TEXT PROVIDED Block Start

FOXE, Edmund (by 1515-50), of Ludford, Salop.

Published in The History of Parliament: the House of Commons 1509-1558, ed. S.T. Bindoff, 1982
Available from Boydell and Brewer

Constituency

Dates

1542

Family and Education

b. by 1515, 1st s. of William Foxe, and bro. of Charles. educ. Broadgates Hall, Oxf. in Sept. 1531; L. Inn, adm. 28 June 1536. m. by 1545, Catherine, da. of Thomas Trentham of Shrewsbury, wid of Thomas Hakluyt (d.1544) of Eyton in Leominster, Herefs., 1s. 1da.1

Offices Held

Jt. (with bro. Charles) clerk of the signet to the council in the marches of Wales 1540-d.2

Biography

Edmund Foxe and his younger brother Charles obtained in 1537 the reversion to two offices under the council in the marches. The grant may have been favoured by Cromwell, for whom in the previous year the elder Foxe had been the bearer of a letter to a monk at Worcester; although the monk described him as one of Cromwell’s servants, his name does not occur in lists of the minister’s household. It was while his father was in London for the Parliament of 1536 that he was admitted to Lincoln’s Inn, where he was to discharge several minor offices.3

When in 1540 the clerkship of the signet passed to Foxe and his brother, Charles Foxe’s ambition to add to it the secretaryship of the council was resented by their colleagues; Foxe also quarrelled with Humphrey Coningsby, who in November 1541, after a previous incident at Ludlow, assaulted him near Temple Bar. Although their unpopularity did not prevent the brothers from being returned for Ludlow to the Parliament of 1542, their conduct during the first session did nothing to redeem it: while Foxe himself sued Coningsby in the Star Chamber, both brothers brought accusations against the president of the council. The outcome of the Star Chamber suit is not known, but after the president had replied the brothers were committed to the Fleet. They claimed privilege of Parliament, and the Privy Council allowed this by freeing them under bond to appear before it regularly while Parliament continued to sit and thereafter from time to time until licensed to depart. It was doubtless as a consequence of this episode that they failed to obtain the clerkship of the council on Thomas Hakluyt’s death in 1544, even though Foxe married Hakluyt’s widow; as an added irritant he was sued in Chancery by the dead man’s relatives for withholding title deeds.4

Foxe leased from his father the estates of the hospital of St. John in Ludlow, and it was at the hospital’s ‘capital house’ in Ludford that he died. By his will, made when he was ill on 7 Oct. 1550 and proved on the following 27 Nov., he named Reginald Corbet, Richard Cupper and his brother-in-law William Hopton feoffees to a settlement of his property on his father and wife, with remainders to his children and relatives. He provided for the payment to his stepchildren of their legacies under their father’s will, remembered his servant Edward Upton, and appointed Richard Corbet and Edward Hosier amongst others to assist his wife in executing the will. The wardship of his five year-old son Edward was acquired by Nicholas Bacon, and his widow married as her third husband Nicholas Depden.5

Ref Volumes: 1509-1558

Author: Alan Harding

Notes

  • 1. Date of birth estimated from younger brother’s. Vis. Salop (Harl. Soc. xxviii), 191-2; Add. 6276, ff. 23v-29v; Trans. Salop Arch. Soc. (ser. 2), xii. 123-6; Emden, Biog. Reg. Univ. Oxf. 1501-40, p. 212; PCC 28 Coode; C142/93/96.

TEXT PROVIDED Block End
DATA FOR ANALYSIS Block Start

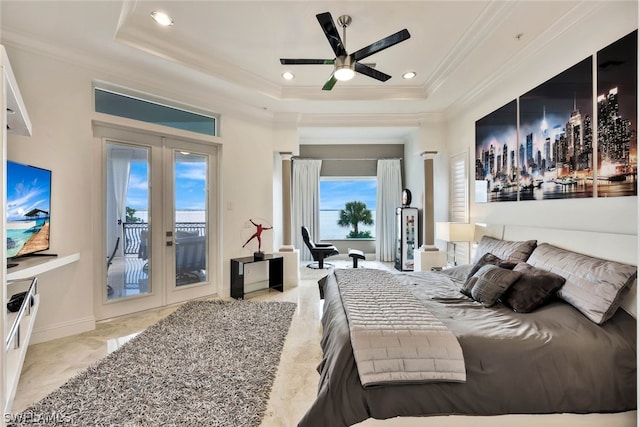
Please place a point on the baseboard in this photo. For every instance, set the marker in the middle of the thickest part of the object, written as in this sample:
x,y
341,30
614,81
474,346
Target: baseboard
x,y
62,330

DATA FOR ANALYSIS Block End
DATA FOR ANALYSIS Block Start

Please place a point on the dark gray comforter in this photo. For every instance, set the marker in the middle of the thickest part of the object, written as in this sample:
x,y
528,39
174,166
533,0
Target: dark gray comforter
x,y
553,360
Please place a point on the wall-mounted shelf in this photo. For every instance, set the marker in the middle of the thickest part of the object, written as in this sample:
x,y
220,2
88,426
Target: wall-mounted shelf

DATA FOR ANALYSIS Block End

EXERCISE
Continue the Edmund Foxe biography from the point where it ends. The material plays no part here.

TASK RESPONSE
  • 2. LP Hen. VIII, xii.
  • 3. Ibid. x, xii; Black Bk. L. Inn, i. 255, 256, 269, 285.
  • 4. P. H. Williams, Council in the Marches of Wales, 159-61, 236-7; St.Ch.2/15/250-66; PPC, vii. 31, 35, 306, 322-3, 325-6; APC, i. 16; C1/1133/2.
  • 5. PCC 28 Coode; C142/93/96; CPR, 1550-3, p. 109; 1553, p. 377.